§ **BRANO SCELTO**
Per i motociclisti e gli scooteristi d’Italia non è un dato che merita sorpresa quello diffuso dalla Fondazione Ania: il nostro Paese in Europa è quello meno sicuro per le due ruote. Morto che parla: ll 25,9% dei decessi dovuti a incidente stradale coinvolgono una moto o uno scooter. Più di un morto su quattro sulla strada è un motociclista. Troppi i morti sulle due ruote, che confermano i dati diffusi lo scorso anno e di cui avevo già parlato.
Sconcertante è che un morto su quattro, tra le vittime delle strade a livello continentale, è sempre un motociclista italiano. Di fatto il 26,6% dei morti sull’asfalto europeo viaggia in Italia su due ruote. Nell’Unione Europea negli ultimi 13 anni c’è stata una flessione del 6%: cioè si è passati da 5.835 morti centauri del 1995 a 5.484 nel 2008. In Italia c’è stata un’impennata: da 1.187 del 1995 a 1.458 di oggi.

§ **SERIE DI ESERCIZI**
1 > Modifica la parte del brano sulle morti in moto che comincia con "Per i motociclisti" e finisce con "1.458 di oggi.", mettendo "centauro" al posto di "motociclista".
2 > Elenca tutti i numeri di morti (non le percentuali) che compaiono nel brano sulle morti in moto.
3 > Rispondi a queste domande sul brano sulle morti in moto:
(a) Quale ente ha diffuso il dato secondo cui l'Italia è il Paese europeo meno sicuro per le due ruote?
(b) Di quanto sono calati i morti sulle due ruote nell'Unione Europea negli ultimi 13 anni?
(c) Quanti erano i morti sulle due ruote in Italia nel 1995?
Per rispondere usa soltanto il brano sulle morti in moto.

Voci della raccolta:
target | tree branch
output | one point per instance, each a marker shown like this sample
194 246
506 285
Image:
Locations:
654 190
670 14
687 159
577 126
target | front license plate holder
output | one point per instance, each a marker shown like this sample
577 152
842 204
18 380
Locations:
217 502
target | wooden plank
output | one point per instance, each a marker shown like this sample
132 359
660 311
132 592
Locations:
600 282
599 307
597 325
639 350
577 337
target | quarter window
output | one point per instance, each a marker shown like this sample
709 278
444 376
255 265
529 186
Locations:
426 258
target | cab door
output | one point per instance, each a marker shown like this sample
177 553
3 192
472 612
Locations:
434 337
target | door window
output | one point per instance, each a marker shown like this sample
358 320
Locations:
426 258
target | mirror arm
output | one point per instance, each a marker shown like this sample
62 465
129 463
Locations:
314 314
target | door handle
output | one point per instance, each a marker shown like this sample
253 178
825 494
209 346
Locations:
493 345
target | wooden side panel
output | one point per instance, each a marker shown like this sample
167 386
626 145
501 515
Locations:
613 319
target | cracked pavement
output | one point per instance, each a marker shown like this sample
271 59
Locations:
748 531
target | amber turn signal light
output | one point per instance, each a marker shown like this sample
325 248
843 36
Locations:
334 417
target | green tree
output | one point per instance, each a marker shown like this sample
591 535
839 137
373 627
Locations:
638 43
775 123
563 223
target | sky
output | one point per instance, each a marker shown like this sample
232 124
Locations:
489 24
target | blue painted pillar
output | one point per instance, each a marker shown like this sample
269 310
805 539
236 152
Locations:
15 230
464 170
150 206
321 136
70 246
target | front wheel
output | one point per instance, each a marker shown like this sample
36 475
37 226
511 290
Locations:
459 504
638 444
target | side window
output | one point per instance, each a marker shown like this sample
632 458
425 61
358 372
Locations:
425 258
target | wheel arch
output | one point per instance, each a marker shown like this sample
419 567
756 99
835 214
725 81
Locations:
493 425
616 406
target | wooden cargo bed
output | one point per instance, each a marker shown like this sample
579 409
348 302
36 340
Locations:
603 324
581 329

§ **RISPOSTE AGLI ESERCIZI**
1 >
Per i motociclisti e gli scooteristi d’Italia non è un dato che merita sorpresa quello diffuso dalla Fondazione Ania: il nostro Paese in Europa è quello meno sicuro per le due ruote. Morto che parla: ll 25,9% dei decessi dovuti a incidente stradale coinvolgono una moto o uno scooter. Più di un morto su quattro sulla strada è un centauro. Troppi i morti sulle due ruote, che confermano i dati diffusi lo scorso anno e di cui avevo già parlato.
Sconcertante è che un morto su quattro, tra le vittime delle strade a livello continentale, è sempre un centauro italiano. Di fatto il 26,6% dei morti sull’asfalto europeo viaggia in Italia su due ruote. Nell’Unione Europea negli ultimi 13 anni c’è stata una flessione del 6%: cioè si è passati da 5.835 morti centauri del 1995 a 5.484 nel 2008. In Italia c’è stata un’impennata: da 1.187 del 1995 a 1.458 di oggi.

2 >
5.835
5.484
1.187
1.458

3 >
(a) La Fondazione Ania.
(b) Del 6%.
(c) 1.187.